提供抜粋:
- - -

「笑う招き猫」

笑う招き猫 (集英社文庫)

男と並んで愛誓うより、女と並んで笑いを取る、それが二人のしあわせなのだ!駆け出しの漫才コンビ、『アカコとヒトミ』。超貧乏で彼氏なし、初ライブは全く受けずに大失敗。おまけにセクハラ野郎の先輩芸人を殴り倒して大目玉。今はぜんぜんさえないけれど、いつかはきっと大舞台。体に浴びます大爆笑―。夢と笑いとパワーあふれる傑作青春小説。第16回小説すばる新人賞受賞作。


女性漫才コンビ「アカコとヒトミ」の姿を描いた、お笑い青春小説。以降、少しネタバレありかも。


この作品、話の展開がものすごいとか、「アカコとヒトミ」がブレイクして大団円とか、そういった派手な作品ではありません。そんな中で印象に残ったのは、語り手であるヒトミと、その相方のアカコが喧嘩をするラスト近くのシーン。「プロ意識」についての微妙な考え方の違いが原因で喧嘩が始まるのですが、喧嘩の終わらせ方がとても曖昧なんです。原因があって喧嘩が起きたのに、その仲直りのときに、どちらの考え方が正しいとか、本当はどういう考え方が正しかったかなどという「解答」が示されません。仲直りするまでに描かれるのは、喧嘩をしたことで落ち込み、漫才をやめようかと悩むヒトミの姿。そして仲直りのシーンは、喧嘩の数日後にふっとアカコが現れて、いつものようにヒトミの自転車の後ろに乗って会話をするというさりげないもの。物語としてはえらく地味でドラマ性のない仲直りですが、この曖昧な仲直りがとても自然に見えるんです。


実際、喧嘩して仲直りするときって、この作品で描かれているくらいに曖昧だと思います。人を怒らせてしまったときって、自分では「何でそんなことくらいで怒るの?」と思うことのほうが多いんですよね。逆に、こちらがキレるときは「なんでそんな無神経なことを…」と思ったり。でも、人はそれぞれ感情が高ぶる「ツボ」が異なりますし、考え方にも根本的に違いがありますから、行き違いは仕方がない。喧嘩の原因になった相手の言動に対して、納得するまで仲直りしない、となると、いつまで経っても関係が正常化しません。そこで重要になるのは、考え方の違いがあった上で、それでも相手と仲直りしたいという気持ちがあるのか、だと思います。この作品で言えば、漫才に対する考え方の違いはあろうとも、アカコ(またはヒトミ)と漫才を続けたい、という気持ちですね。二人が自然に仲直りできたのは、その気持ちが強かったからだと思います(そして、仲のよさに説得力を持たせるだけのエピソードがきちんとあります)。つまり何が言いたいかというと、この喧嘩のシーンを見ていて、アニメ「とらドラ」12話で、ヒロインの大河が語った「間違ってるとか間違ってないとかじゃないの。そんなことより大切なことってあるから。だから謝るとか許すとか、そういうのが必要になってくるの」という名言を思い出したということですなw


…それはともかくとして、著者はこうした人間の理屈でないところの感情を、サラっと自然に書く人だなぁという印象を持ちました。以前に読んだ「美晴さんランナウェイ」では、語り手である世宇子の叔母(美晴さん)への感情が徐々に変わっていくのですが、それもホントに「なんとなく」なんですよね。世宇子が成長するにつれて、美晴さんに対する見方がなんとなく変わっていった、みたいな感じで。まぁ、大きなエピソードがあって仲直りするとか、明確な原因があって感情が移ろうとかしたほうが、物語としては盛り上がるんですけどねw 著者の作品の場合、物語としての盛り上がりよりも、こうした地味な感情の動きがやけに自然に見える、というところに魅力があるのだと思います。

- - -

データ欄:
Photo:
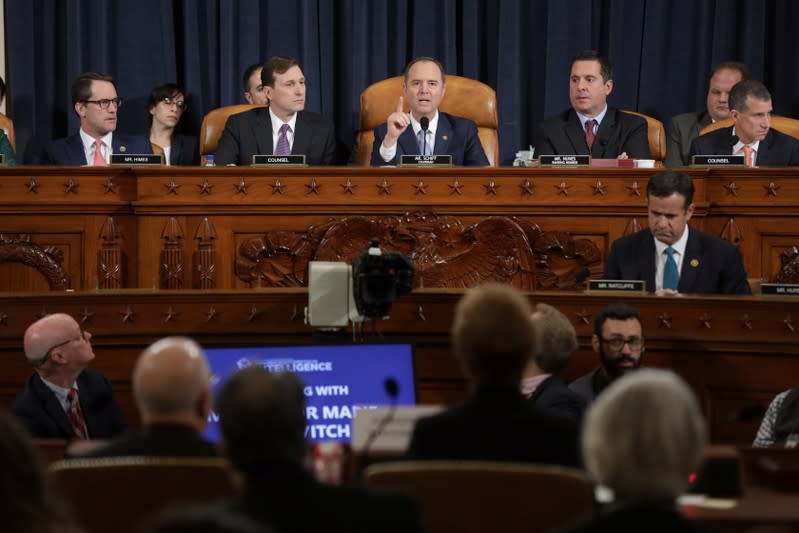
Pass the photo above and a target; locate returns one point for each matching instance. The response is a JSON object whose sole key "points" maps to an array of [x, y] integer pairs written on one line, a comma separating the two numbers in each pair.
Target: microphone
{"points": [[424, 122]]}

- - -

小課題 A:
「笑う招き猫」の感想文の「笑う招き猫 (集英社文庫)」から「がとても自然に見えるんです。」まで(両端を含む)を、「相方」を「パートナー」に置き換えて書き直すこと。
小課題 B:
「笑う招き猫」の感想文を、最後の文の後から引き継いで書き進めること。

出力結果 A:
笑う招き猫 (集英社文庫)

男と並んで愛誓うより、女と並んで笑いを取る、それが二人のしあわせなのだ!駆け出しの漫才コンビ、『アカコとヒトミ』。超貧乏で彼氏なし、初ライブは全く受けずに大失敗。おまけにセクハラ野郎の先輩芸人を殴り倒して大目玉。今はぜんぜんさえないけれど、いつかはきっと大舞台。体に浴びます大爆笑―。夢と笑いとパワーあふれる傑作青春小説。第16回小説すばる新人賞受賞作。


女性漫才コンビ「アカコとヒトミ」の姿を描いた、お笑い青春小説。以降、少しネタバレありかも。


この作品、話の展開がものすごいとか、「アカコとヒトミ」がブレイクして大団円とか、そういった派手な作品ではありません。そんな中で印象に残ったのは、語り手であるヒトミと、そのパートナーのアカコが喧嘩をするラスト近くのシーン。「プロ意識」についての微妙な考え方の違いが原因で喧嘩が始まるのですが、喧嘩の終わらせ方がとても曖昧なんです。原因があって喧嘩が起きたのに、その仲直りのときに、どちらの考え方が正しいとか、本当はどういう考え方が正しかったかなどという「解答」が示されません。仲直りするまでに描かれるのは、喧嘩をしたことで落ち込み、漫才をやめようかと悩むヒトミの姿。そして仲直りのシーンは、喧嘩の数日後にふっとアカコが現れて、いつものようにヒトミの自転車の後ろに乗って会話をするというさりげないもの。物語としてはえらく地味でドラマ性のない仲直りですが、この曖昧な仲直りがとても自然に見えるんです。

出力結果 B:
…書いてはみたものの、あんまり作品について触れていないなw まぁ、決して何かが解決するわけでもなく(むしろ最後に何かが明らかになる)、最終的には少し物足りなく感じるところもあります。が、その「物足りなさ」も、やけに作風にあっていて自然に見えてしまいました。

「とある飛行士への恋歌」

とある飛空士への恋歌 (ガガガ文庫)
とある飛空士への追憶 (ガガガ文庫)

「これはきれいに飾り立てられた追放劇だ」数万人もの市民に見送られ、盛大な出帆式典により旅立ちの時をむかえた空飛ぶ島、イスラ。空の果てを見つけるため―その華やかな目的とは裏腹に、これは故郷に戻れる保証のない、あてのない旅。式典を横目に飛空機エル・アルコンを操縦するカルエルは、6年前の「風の革命」によりすべてを失った元皇子。彼の目線は、イスラ管区長となった「風の革命」の旗印、ニナ・ヴィエントに憎しみを持ってむけられていた…。『とある飛空士への追憶』の世界を舞台に、恋と空戦の物語再び。


2008年、口コミならぬ「ネットコミ」で話題となり、ラノベ界で数々の賞賛を浴びた「とある飛行士への追憶」。その続編にあたる「とある飛行士への恋歌」なる作品が発売されていました。「追憶」が予想外のヒットとなり、無理やり続編を書かされることになったんだろうなぁ、などと邪推しながらも、前作から著者の力量は確かだろうと思い、購入してみました。
読んでみると、この作品は「追憶」の続編と言うよりも「姉妹編」と言えるものだと分かりました。「追憶」と同じ世界を舞台としながらも、出てくる国や登場人物はまったく異なります。もちろん、主人公カルエルは、「追憶」と同様に飛行士ですが。そしてこの作品、まさかのシリーズものでしたw 前作同様、今回も1話完結の読みきりだと思い込んでいた…。1巻目は物語の序章に過ぎないのですが、前作同様、安心して楽しめるエンタメ作品として期待できるのではないでしょうか。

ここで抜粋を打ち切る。